## Problem to solve
Which lines of the data include the string "pine"? List them all.

## Provided material
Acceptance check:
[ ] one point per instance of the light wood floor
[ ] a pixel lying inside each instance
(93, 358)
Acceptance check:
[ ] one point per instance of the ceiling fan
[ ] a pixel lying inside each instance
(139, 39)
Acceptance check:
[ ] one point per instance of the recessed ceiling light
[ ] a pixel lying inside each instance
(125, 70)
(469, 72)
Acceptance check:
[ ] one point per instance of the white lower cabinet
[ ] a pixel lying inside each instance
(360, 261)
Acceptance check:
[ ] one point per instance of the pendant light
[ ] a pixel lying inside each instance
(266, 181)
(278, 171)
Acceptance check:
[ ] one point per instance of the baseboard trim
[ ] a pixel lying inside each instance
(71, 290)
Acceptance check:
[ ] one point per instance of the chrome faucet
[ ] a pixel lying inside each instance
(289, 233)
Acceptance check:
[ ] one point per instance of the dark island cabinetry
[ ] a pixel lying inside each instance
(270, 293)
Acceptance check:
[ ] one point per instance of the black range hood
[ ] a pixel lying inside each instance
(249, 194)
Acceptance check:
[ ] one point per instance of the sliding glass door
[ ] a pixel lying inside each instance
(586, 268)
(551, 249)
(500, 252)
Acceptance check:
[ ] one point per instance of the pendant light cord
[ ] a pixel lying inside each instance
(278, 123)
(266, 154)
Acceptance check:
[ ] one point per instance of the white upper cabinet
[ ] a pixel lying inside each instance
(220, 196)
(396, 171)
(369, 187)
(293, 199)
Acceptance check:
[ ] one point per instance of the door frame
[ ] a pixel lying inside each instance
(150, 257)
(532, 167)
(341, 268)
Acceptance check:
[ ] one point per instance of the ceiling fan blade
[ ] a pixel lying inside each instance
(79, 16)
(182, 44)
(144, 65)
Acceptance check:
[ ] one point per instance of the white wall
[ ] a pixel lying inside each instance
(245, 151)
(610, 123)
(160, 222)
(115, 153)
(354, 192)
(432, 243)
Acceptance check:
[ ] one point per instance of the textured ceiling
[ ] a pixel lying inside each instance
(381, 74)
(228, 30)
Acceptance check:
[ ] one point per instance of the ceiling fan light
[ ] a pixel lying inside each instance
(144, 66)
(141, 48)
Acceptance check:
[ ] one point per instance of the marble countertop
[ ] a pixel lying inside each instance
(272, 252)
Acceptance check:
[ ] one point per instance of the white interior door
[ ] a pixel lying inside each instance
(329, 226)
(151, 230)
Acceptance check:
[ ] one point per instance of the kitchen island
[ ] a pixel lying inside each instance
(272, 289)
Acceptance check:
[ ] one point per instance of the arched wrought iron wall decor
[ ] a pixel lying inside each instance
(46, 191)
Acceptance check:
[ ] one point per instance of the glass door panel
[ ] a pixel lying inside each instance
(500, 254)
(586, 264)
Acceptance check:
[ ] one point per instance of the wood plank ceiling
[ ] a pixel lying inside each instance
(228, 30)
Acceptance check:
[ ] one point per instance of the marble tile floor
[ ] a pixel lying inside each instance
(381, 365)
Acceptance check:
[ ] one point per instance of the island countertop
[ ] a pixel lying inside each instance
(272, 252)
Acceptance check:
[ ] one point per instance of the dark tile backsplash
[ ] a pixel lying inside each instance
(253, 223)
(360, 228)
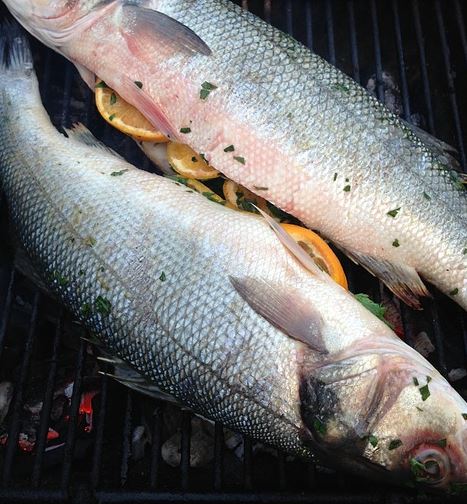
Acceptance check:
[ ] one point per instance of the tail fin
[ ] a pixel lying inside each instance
(15, 53)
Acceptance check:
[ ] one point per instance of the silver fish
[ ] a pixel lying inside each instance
(215, 308)
(268, 113)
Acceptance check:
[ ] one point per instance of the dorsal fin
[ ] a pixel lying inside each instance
(284, 308)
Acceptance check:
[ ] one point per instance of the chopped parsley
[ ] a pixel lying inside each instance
(393, 213)
(394, 444)
(206, 88)
(424, 392)
(119, 173)
(103, 306)
(319, 427)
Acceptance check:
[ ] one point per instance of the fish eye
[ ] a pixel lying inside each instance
(429, 465)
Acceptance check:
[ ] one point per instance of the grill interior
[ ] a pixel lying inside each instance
(422, 46)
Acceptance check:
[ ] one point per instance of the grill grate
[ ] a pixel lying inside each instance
(423, 46)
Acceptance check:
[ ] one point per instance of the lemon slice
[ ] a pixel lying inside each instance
(123, 116)
(185, 161)
(319, 251)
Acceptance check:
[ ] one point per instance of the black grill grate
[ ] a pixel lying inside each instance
(423, 46)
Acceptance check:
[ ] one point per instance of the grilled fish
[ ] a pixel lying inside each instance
(281, 121)
(217, 308)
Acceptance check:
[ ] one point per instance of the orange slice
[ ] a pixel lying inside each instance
(319, 251)
(185, 161)
(123, 116)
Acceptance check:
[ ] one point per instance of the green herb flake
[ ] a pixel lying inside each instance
(103, 306)
(90, 241)
(394, 444)
(375, 308)
(319, 427)
(393, 213)
(424, 392)
(119, 173)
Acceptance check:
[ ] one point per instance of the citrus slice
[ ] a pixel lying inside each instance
(123, 116)
(241, 198)
(185, 161)
(319, 251)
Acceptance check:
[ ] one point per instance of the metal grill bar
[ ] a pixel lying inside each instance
(13, 432)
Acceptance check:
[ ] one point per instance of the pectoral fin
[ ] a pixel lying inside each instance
(139, 21)
(284, 308)
(401, 279)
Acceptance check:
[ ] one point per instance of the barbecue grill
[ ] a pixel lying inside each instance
(413, 55)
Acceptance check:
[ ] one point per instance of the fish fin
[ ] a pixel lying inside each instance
(80, 133)
(401, 279)
(88, 76)
(138, 20)
(292, 246)
(147, 106)
(443, 150)
(284, 308)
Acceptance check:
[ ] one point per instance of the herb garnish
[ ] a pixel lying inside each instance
(119, 173)
(206, 88)
(393, 213)
(103, 306)
(424, 392)
(395, 443)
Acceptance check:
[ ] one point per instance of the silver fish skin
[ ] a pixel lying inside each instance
(209, 306)
(327, 151)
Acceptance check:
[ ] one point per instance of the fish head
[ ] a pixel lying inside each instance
(388, 415)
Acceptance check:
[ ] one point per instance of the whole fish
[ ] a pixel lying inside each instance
(213, 307)
(278, 119)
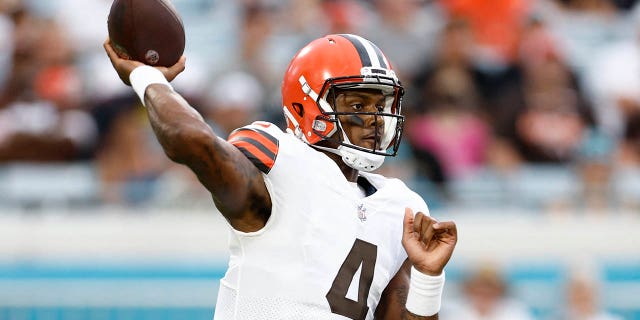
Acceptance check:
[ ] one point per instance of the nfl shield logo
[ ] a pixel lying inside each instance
(362, 213)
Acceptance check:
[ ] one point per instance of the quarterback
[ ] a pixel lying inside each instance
(314, 234)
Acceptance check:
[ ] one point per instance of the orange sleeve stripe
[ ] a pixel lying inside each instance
(260, 136)
(253, 153)
(258, 146)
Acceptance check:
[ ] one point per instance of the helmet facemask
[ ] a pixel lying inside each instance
(387, 120)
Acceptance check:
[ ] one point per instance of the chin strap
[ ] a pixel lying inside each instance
(356, 159)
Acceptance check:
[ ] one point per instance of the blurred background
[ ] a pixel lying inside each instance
(523, 125)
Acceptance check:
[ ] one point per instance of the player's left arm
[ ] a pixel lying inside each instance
(429, 245)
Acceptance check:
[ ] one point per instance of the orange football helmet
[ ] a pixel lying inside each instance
(341, 61)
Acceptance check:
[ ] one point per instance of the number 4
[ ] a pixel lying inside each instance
(362, 253)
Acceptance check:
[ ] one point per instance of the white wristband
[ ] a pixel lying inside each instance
(144, 76)
(425, 293)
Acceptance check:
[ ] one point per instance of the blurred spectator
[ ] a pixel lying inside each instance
(485, 297)
(450, 128)
(130, 160)
(582, 295)
(41, 108)
(626, 174)
(6, 45)
(496, 26)
(405, 30)
(233, 101)
(552, 115)
(343, 16)
(583, 27)
(613, 79)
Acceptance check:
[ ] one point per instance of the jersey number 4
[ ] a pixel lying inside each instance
(362, 253)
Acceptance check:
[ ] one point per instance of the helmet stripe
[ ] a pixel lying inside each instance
(362, 50)
(381, 58)
(370, 54)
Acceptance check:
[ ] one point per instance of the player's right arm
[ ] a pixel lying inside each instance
(235, 183)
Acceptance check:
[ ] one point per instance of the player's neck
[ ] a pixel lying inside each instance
(350, 173)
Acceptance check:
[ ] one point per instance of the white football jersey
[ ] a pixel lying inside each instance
(326, 252)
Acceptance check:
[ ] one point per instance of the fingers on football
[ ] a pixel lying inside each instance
(446, 229)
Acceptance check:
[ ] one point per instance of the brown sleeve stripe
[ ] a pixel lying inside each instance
(257, 145)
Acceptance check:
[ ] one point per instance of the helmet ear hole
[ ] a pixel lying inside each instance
(298, 108)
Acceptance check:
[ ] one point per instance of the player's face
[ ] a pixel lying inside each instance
(364, 130)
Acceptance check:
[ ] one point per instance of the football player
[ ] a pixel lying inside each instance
(313, 233)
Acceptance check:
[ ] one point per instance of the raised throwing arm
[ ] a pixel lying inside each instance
(236, 185)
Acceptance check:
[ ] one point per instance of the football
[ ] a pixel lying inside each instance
(149, 31)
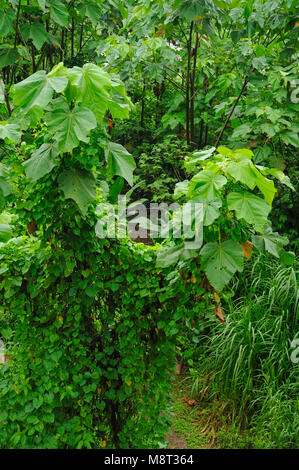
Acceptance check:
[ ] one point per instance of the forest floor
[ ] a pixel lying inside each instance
(204, 424)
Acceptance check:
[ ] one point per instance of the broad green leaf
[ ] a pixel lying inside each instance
(39, 35)
(190, 9)
(6, 22)
(69, 126)
(10, 132)
(249, 207)
(220, 262)
(91, 86)
(287, 258)
(270, 241)
(279, 174)
(206, 185)
(181, 189)
(58, 12)
(242, 171)
(4, 185)
(241, 131)
(290, 138)
(93, 12)
(42, 161)
(169, 255)
(8, 55)
(78, 185)
(2, 199)
(42, 4)
(210, 208)
(37, 90)
(120, 162)
(266, 186)
(119, 107)
(198, 157)
(5, 232)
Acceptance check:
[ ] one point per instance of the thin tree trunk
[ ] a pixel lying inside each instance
(232, 109)
(72, 37)
(192, 127)
(189, 51)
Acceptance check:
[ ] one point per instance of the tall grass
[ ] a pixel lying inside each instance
(248, 358)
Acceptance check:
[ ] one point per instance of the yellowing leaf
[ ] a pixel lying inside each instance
(247, 249)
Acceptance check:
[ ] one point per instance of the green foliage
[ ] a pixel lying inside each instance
(248, 360)
(80, 315)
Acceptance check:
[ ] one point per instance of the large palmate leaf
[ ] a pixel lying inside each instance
(58, 12)
(266, 186)
(198, 157)
(210, 209)
(249, 207)
(5, 232)
(169, 255)
(277, 173)
(2, 199)
(91, 86)
(10, 132)
(206, 185)
(37, 90)
(6, 22)
(69, 126)
(4, 185)
(42, 161)
(39, 35)
(220, 262)
(8, 55)
(78, 185)
(242, 171)
(270, 241)
(120, 161)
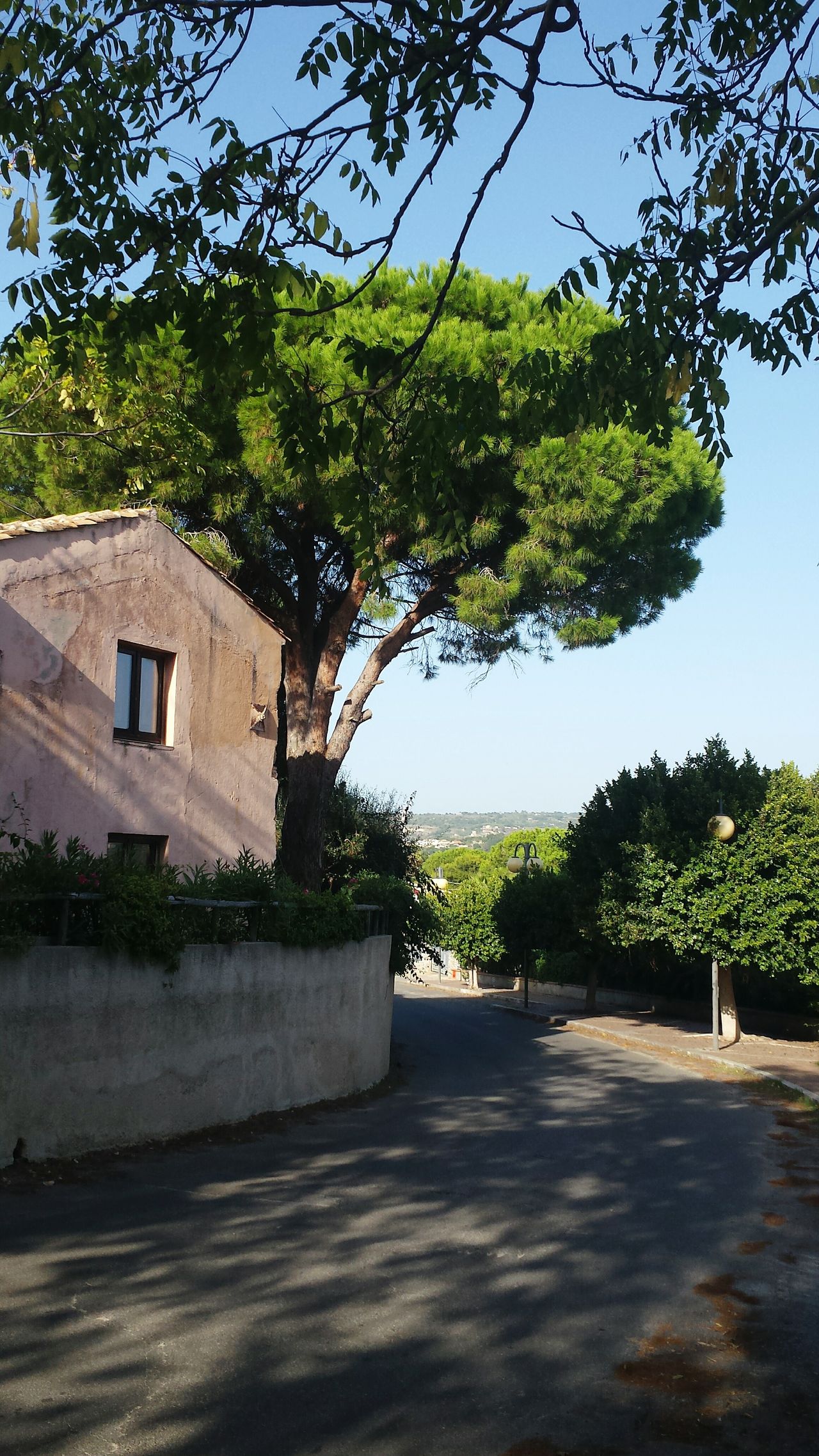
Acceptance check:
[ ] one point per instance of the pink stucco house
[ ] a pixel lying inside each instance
(138, 692)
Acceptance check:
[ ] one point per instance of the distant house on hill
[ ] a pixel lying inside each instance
(138, 692)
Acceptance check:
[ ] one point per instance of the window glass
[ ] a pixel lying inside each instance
(149, 695)
(123, 695)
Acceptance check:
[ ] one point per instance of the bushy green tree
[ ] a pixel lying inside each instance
(752, 903)
(550, 530)
(468, 922)
(665, 810)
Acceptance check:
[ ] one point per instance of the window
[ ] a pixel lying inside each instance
(139, 850)
(140, 695)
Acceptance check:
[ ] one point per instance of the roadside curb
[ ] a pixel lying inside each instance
(703, 1059)
(658, 1050)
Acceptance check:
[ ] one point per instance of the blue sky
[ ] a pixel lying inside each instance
(738, 656)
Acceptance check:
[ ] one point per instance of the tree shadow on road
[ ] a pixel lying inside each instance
(505, 1251)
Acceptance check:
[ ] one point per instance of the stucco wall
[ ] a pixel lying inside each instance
(67, 597)
(100, 1052)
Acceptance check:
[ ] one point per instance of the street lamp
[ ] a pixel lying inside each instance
(723, 829)
(521, 864)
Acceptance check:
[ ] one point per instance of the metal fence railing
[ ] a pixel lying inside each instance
(245, 915)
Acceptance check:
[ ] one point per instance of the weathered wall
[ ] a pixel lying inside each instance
(100, 1052)
(67, 597)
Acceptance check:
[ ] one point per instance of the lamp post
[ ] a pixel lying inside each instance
(723, 829)
(521, 864)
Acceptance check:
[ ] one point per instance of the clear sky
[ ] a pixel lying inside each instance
(738, 656)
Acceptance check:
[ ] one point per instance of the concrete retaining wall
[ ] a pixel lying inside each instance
(100, 1052)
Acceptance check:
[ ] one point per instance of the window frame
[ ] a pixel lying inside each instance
(156, 845)
(164, 661)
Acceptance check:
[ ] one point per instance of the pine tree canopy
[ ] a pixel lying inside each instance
(116, 124)
(463, 514)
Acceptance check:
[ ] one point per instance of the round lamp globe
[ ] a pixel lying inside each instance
(722, 827)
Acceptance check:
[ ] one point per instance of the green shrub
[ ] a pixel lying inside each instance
(468, 922)
(413, 916)
(136, 914)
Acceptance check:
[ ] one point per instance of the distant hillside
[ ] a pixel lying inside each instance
(483, 830)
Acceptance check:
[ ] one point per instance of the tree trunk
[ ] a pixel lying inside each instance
(309, 781)
(315, 755)
(729, 1014)
(592, 989)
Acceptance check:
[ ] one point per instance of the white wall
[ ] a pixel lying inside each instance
(100, 1052)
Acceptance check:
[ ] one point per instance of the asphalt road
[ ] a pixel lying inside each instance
(534, 1244)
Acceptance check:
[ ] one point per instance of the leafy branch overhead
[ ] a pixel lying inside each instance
(152, 186)
(466, 514)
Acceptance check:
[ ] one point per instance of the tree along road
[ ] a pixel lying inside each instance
(536, 1242)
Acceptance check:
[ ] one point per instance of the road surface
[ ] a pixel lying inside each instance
(534, 1244)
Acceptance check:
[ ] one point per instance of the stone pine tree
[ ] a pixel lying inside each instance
(466, 514)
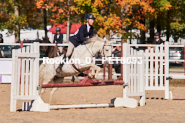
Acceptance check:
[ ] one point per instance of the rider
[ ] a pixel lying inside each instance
(1, 38)
(58, 39)
(85, 32)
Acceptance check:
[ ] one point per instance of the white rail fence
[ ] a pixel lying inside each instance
(25, 80)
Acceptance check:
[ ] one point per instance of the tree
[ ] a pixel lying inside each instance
(18, 14)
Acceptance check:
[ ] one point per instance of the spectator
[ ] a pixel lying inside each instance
(1, 38)
(157, 39)
(117, 66)
(1, 41)
(58, 39)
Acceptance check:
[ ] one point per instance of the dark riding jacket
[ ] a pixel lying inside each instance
(82, 35)
(1, 41)
(160, 41)
(58, 40)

## Task answer
[ ] one point per instance of the pine tree canopy
[ ] one point per instance of the stone pine tree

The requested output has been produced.